-------- Task data --------

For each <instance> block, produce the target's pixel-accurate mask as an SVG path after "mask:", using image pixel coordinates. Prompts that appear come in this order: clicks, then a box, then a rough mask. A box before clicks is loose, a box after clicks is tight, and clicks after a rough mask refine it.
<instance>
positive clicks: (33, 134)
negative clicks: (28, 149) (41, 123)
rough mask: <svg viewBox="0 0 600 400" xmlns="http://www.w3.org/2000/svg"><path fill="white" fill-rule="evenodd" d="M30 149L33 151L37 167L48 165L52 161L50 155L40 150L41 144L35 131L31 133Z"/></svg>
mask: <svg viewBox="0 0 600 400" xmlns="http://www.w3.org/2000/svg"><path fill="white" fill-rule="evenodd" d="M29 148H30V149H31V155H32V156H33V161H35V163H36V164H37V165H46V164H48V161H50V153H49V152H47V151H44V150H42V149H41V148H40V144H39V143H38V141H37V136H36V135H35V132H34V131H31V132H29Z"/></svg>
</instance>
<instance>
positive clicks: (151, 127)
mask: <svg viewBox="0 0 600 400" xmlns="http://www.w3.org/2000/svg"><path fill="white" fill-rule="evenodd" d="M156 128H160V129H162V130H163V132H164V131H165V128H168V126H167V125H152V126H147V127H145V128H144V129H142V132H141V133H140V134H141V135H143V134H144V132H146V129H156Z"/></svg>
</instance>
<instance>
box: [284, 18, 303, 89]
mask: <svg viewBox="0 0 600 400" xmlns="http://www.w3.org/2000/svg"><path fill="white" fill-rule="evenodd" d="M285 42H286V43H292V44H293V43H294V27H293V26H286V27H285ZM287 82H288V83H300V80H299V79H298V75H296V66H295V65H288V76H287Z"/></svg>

--------

What is needed | Each entry above should be repeated exactly, with no line left out.

Finished task |
For each <instance> block, produce the target's pixel-accurate mask as an SVG path after "mask:", using image pixel coordinates. Prompts that appear come in this order: clicks, then a box, then a rough mask. A box before clicks is loose, a box after clicks is tight, and clicks after a rough mask refine it.
<instance>
positive clicks: (33, 134)
negative clicks: (28, 149) (41, 123)
rough mask: <svg viewBox="0 0 600 400" xmlns="http://www.w3.org/2000/svg"><path fill="white" fill-rule="evenodd" d="M30 149L33 151L37 167L48 165L52 161L50 155L40 150L41 144L35 131L31 133Z"/></svg>
mask: <svg viewBox="0 0 600 400" xmlns="http://www.w3.org/2000/svg"><path fill="white" fill-rule="evenodd" d="M29 148H30V149H31V155H32V156H33V161H35V163H36V164H37V165H46V164H48V161H50V153H49V152H47V151H44V150H42V149H41V148H40V144H39V143H38V141H37V136H36V135H35V132H34V131H31V132H29Z"/></svg>
</instance>
<instance>
positive clicks: (151, 127)
mask: <svg viewBox="0 0 600 400" xmlns="http://www.w3.org/2000/svg"><path fill="white" fill-rule="evenodd" d="M156 128H160V129H162V130H163V132H164V131H165V128H168V126H167V125H152V126H147V127H145V128H144V129H142V132H141V133H140V134H141V135H143V134H144V132H146V129H156Z"/></svg>
</instance>
<instance>
box: [284, 18, 303, 89]
mask: <svg viewBox="0 0 600 400" xmlns="http://www.w3.org/2000/svg"><path fill="white" fill-rule="evenodd" d="M285 42H286V43H292V44H293V43H294V27H293V26H286V27H285ZM287 82H288V83H300V80H299V79H298V75H296V66H295V65H288V76H287Z"/></svg>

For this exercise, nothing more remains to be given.